Problem statement =
Present everything in the records below, from the line containing "Where can the car windshield" down to the line containing "Target: car windshield", as a numbered list. Include both of those lines and leave out any blank lines.

** Start of Material for this exercise **

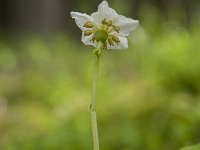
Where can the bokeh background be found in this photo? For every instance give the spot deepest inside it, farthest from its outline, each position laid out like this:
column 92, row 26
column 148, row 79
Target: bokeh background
column 148, row 95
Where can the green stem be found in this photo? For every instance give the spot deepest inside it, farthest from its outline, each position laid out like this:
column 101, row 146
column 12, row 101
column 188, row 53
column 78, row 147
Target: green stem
column 97, row 54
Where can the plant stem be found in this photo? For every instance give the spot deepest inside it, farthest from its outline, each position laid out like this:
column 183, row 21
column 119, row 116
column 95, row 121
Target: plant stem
column 97, row 54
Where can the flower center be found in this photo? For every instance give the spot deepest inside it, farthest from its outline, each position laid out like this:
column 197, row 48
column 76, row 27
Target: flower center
column 101, row 35
column 106, row 32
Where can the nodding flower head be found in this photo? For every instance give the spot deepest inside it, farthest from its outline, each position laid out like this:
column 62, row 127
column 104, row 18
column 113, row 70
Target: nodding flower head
column 105, row 26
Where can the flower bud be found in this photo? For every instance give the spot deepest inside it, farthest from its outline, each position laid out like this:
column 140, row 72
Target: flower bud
column 87, row 32
column 88, row 24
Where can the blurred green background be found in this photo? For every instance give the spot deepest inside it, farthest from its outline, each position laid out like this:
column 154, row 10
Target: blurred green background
column 148, row 95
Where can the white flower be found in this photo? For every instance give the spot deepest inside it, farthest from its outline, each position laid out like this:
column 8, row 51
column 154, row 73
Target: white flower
column 105, row 26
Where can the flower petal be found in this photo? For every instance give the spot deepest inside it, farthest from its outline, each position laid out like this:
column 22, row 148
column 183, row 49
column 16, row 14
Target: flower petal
column 127, row 25
column 80, row 19
column 86, row 40
column 122, row 45
column 104, row 12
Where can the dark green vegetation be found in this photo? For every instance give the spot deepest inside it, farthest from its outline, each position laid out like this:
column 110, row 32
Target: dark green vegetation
column 148, row 96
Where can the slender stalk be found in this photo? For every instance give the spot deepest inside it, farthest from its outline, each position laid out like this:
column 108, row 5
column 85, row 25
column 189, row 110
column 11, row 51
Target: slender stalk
column 97, row 54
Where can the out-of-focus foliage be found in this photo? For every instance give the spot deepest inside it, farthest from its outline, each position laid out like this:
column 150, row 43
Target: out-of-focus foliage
column 194, row 147
column 148, row 95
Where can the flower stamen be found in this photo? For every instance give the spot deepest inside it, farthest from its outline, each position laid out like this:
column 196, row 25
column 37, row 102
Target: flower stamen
column 104, row 32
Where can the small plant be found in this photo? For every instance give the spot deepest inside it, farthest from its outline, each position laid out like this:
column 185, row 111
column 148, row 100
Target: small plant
column 104, row 29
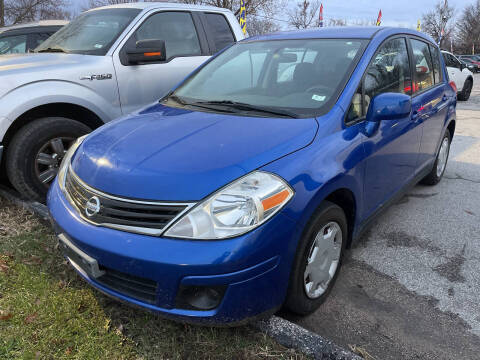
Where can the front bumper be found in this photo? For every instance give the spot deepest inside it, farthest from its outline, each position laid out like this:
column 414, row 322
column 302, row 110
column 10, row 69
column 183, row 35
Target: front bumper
column 254, row 268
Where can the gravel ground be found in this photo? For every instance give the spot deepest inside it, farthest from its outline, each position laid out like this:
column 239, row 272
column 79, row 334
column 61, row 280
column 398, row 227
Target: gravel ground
column 410, row 288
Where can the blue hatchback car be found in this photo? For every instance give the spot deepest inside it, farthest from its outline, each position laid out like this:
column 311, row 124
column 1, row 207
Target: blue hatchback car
column 239, row 191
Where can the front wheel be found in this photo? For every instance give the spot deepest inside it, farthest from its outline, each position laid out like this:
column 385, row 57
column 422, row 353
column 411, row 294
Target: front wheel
column 318, row 259
column 440, row 165
column 36, row 151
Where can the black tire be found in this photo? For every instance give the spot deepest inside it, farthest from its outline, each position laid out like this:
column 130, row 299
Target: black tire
column 24, row 147
column 464, row 95
column 433, row 178
column 297, row 300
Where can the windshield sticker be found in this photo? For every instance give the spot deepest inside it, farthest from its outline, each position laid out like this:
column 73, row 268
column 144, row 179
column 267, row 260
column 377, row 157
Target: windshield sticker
column 318, row 97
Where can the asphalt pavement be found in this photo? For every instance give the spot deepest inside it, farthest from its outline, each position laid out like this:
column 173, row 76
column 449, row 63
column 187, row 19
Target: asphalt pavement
column 410, row 288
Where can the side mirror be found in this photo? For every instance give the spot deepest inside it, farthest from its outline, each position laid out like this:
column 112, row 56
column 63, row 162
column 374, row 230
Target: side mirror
column 389, row 106
column 147, row 51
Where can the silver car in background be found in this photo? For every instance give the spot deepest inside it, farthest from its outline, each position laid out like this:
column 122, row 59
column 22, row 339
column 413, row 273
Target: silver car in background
column 108, row 62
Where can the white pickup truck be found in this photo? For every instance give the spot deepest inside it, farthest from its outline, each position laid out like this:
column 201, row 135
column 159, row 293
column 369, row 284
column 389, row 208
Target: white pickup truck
column 106, row 63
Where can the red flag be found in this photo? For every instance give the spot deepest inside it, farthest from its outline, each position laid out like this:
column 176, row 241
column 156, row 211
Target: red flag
column 379, row 19
column 320, row 16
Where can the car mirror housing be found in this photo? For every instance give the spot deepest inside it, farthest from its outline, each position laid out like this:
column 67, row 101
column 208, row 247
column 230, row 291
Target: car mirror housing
column 389, row 106
column 147, row 51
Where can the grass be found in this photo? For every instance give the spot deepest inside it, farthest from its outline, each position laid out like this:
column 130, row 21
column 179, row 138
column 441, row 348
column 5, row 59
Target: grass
column 48, row 312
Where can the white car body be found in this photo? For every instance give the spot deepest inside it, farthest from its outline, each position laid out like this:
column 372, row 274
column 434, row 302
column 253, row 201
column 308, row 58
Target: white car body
column 457, row 73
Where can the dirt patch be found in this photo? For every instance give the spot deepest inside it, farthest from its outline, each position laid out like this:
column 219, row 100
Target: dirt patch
column 403, row 239
column 15, row 221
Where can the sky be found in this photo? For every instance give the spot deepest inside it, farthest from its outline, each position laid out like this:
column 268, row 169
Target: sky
column 395, row 12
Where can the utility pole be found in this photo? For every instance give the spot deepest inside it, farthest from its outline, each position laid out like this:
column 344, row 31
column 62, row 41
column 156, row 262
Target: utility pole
column 2, row 13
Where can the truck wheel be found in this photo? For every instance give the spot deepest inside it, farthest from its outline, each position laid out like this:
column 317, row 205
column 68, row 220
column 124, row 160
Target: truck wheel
column 438, row 170
column 466, row 91
column 318, row 259
column 36, row 151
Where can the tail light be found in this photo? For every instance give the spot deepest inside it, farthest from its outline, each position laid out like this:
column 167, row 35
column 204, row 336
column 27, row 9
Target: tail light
column 454, row 87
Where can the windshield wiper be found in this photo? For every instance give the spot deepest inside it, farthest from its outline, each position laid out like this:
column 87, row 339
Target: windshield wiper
column 248, row 107
column 51, row 50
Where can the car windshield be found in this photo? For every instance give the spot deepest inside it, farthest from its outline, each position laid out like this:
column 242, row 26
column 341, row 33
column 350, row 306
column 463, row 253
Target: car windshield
column 92, row 33
column 295, row 78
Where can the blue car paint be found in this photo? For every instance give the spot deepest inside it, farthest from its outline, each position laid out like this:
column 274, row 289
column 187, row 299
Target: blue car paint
column 315, row 156
column 113, row 160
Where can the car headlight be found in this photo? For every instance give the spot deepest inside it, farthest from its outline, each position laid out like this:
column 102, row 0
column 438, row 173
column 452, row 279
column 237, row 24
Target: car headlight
column 234, row 210
column 62, row 171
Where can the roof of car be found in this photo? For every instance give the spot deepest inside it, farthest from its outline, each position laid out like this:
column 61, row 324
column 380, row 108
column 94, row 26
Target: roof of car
column 340, row 32
column 163, row 5
column 35, row 24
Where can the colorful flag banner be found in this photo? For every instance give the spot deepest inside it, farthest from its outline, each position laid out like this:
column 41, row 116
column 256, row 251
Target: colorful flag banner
column 379, row 19
column 243, row 17
column 320, row 16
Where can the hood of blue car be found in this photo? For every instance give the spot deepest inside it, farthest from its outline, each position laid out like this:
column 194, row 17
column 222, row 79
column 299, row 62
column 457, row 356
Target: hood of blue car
column 178, row 155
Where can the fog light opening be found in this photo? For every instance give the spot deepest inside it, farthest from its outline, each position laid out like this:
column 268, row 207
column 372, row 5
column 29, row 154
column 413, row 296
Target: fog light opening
column 200, row 297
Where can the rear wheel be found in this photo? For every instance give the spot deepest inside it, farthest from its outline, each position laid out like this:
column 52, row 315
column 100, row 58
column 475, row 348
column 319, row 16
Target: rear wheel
column 36, row 151
column 466, row 91
column 318, row 260
column 440, row 165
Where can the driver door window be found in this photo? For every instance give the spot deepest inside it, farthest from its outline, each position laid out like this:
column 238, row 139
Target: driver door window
column 389, row 71
column 16, row 44
column 176, row 28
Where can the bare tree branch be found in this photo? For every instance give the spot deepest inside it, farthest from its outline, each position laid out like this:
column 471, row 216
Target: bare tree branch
column 468, row 29
column 21, row 11
column 305, row 14
column 433, row 22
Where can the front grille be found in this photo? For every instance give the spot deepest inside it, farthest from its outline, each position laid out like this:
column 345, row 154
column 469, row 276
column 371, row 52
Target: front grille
column 144, row 217
column 132, row 286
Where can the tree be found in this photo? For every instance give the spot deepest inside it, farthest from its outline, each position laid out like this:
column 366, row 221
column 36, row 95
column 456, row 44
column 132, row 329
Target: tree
column 433, row 22
column 257, row 26
column 21, row 11
column 305, row 15
column 468, row 29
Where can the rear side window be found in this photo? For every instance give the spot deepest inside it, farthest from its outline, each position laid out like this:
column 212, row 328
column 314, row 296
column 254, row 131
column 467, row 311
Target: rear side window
column 437, row 70
column 176, row 28
column 220, row 30
column 423, row 66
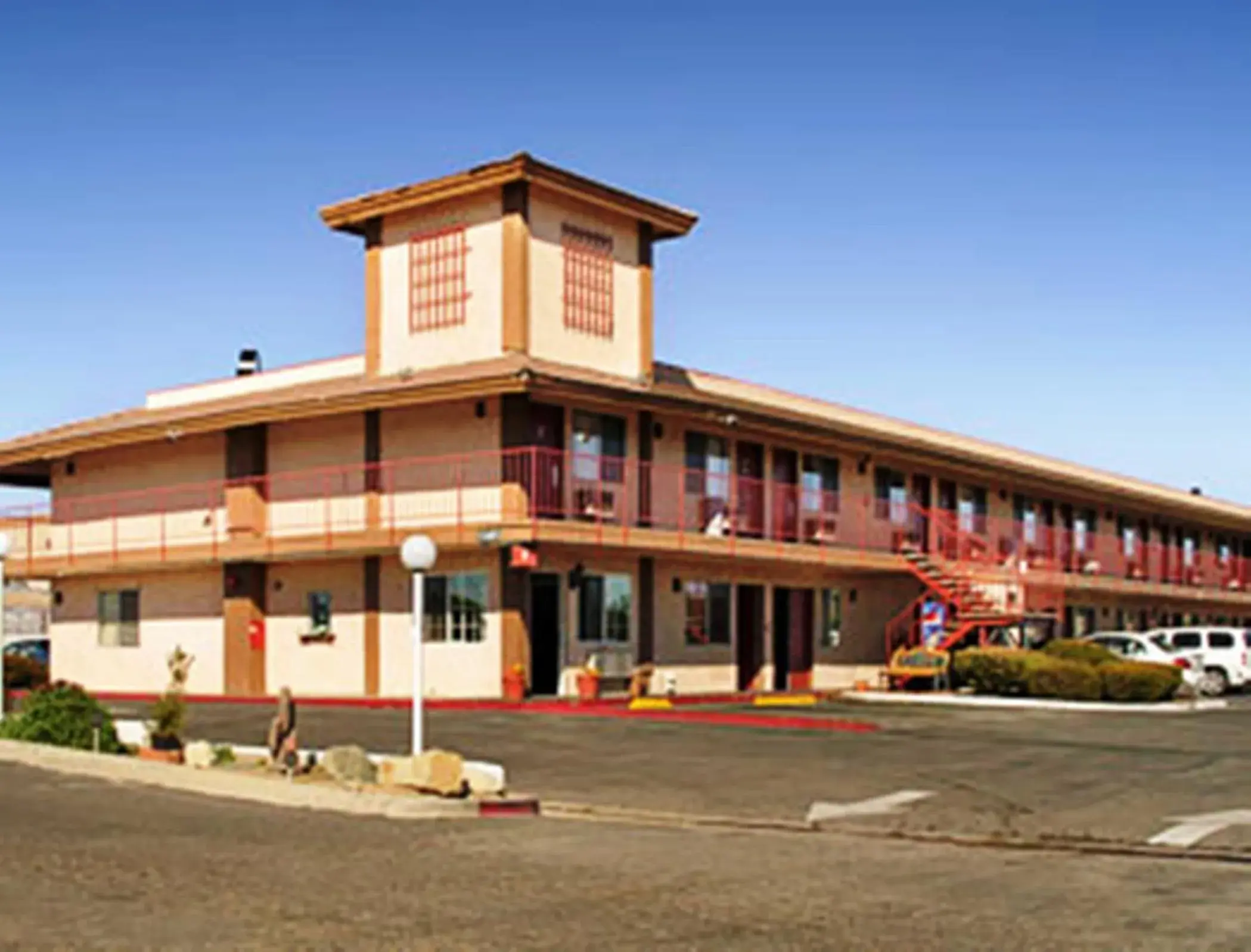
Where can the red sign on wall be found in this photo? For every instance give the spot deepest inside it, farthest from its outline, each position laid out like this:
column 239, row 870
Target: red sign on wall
column 523, row 557
column 257, row 635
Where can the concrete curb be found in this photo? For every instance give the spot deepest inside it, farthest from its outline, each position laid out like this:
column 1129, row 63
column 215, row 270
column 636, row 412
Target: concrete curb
column 254, row 790
column 983, row 701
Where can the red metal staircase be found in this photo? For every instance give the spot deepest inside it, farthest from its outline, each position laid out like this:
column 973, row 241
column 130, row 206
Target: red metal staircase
column 968, row 608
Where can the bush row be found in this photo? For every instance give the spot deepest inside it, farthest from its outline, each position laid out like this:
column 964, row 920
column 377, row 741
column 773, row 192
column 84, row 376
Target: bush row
column 1058, row 675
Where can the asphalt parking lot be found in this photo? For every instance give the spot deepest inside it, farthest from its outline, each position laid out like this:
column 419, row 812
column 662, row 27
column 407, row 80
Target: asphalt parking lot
column 990, row 773
column 89, row 865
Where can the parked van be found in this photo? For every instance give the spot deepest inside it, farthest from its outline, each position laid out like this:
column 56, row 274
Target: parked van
column 1225, row 651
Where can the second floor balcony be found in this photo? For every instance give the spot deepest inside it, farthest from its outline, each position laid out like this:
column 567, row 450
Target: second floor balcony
column 533, row 493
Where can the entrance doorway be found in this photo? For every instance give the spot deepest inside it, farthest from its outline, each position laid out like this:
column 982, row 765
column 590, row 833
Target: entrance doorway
column 792, row 638
column 749, row 633
column 545, row 630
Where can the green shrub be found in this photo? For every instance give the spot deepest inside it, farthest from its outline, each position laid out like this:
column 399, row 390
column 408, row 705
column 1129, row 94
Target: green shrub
column 991, row 671
column 23, row 674
column 1049, row 677
column 60, row 715
column 1140, row 681
column 168, row 717
column 1084, row 652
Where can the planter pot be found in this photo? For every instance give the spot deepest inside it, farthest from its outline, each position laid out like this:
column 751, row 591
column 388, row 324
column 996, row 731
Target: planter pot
column 588, row 687
column 514, row 689
column 152, row 753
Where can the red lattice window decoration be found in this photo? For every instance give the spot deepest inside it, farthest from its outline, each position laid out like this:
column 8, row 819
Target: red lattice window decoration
column 437, row 292
column 588, row 281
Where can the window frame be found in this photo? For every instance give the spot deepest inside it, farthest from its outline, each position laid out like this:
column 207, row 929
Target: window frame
column 122, row 625
column 454, row 627
column 438, row 263
column 587, row 300
column 604, row 622
column 709, row 624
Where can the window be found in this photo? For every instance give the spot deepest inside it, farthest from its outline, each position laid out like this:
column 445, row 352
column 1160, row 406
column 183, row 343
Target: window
column 972, row 510
column 604, row 608
column 588, row 281
column 1084, row 531
column 831, row 617
column 598, row 447
column 456, row 607
column 1189, row 550
column 437, row 280
column 819, row 485
column 319, row 612
column 1025, row 514
column 1188, row 640
column 707, row 466
column 707, row 613
column 891, row 496
column 1220, row 640
column 118, row 618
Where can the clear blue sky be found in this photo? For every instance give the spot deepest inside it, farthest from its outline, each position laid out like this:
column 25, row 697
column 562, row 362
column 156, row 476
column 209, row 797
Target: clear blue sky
column 1025, row 222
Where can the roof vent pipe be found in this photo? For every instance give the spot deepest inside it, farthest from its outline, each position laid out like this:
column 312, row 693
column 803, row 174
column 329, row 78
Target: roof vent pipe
column 248, row 362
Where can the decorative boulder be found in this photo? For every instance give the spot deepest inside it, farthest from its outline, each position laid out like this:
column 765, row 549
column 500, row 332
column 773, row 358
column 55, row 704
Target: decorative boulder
column 198, row 753
column 485, row 779
column 349, row 765
column 431, row 772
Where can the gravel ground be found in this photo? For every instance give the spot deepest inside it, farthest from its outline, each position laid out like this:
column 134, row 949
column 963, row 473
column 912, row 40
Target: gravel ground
column 89, row 865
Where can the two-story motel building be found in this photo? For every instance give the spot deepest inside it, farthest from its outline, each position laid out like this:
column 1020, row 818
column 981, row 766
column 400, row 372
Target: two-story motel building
column 507, row 403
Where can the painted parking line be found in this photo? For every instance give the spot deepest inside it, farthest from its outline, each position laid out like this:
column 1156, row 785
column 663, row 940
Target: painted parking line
column 822, row 811
column 1191, row 830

** End of Material for this exercise **

Reply =
1. Where can the car windshield be found in this photo? For every instance give the spot deepest inside it, farthest from its outline, each position laid out like this:
2. column 242, row 26
3. column 341, row 33
4. column 350, row 306
5. column 463, row 253
6. Target: car windshield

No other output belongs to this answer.